== Exercise requirements ==
Start to finish, return the listing exactly as written.
++++++++++++++++++++
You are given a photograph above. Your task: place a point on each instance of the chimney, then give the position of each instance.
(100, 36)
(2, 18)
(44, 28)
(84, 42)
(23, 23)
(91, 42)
++++++++++++++++++++
== Solution to this exercise ==
You are given a photograph above. Your task: place a point on each instance of the chimney, then give the position of each instance.
(100, 36)
(2, 18)
(44, 28)
(84, 42)
(23, 23)
(91, 42)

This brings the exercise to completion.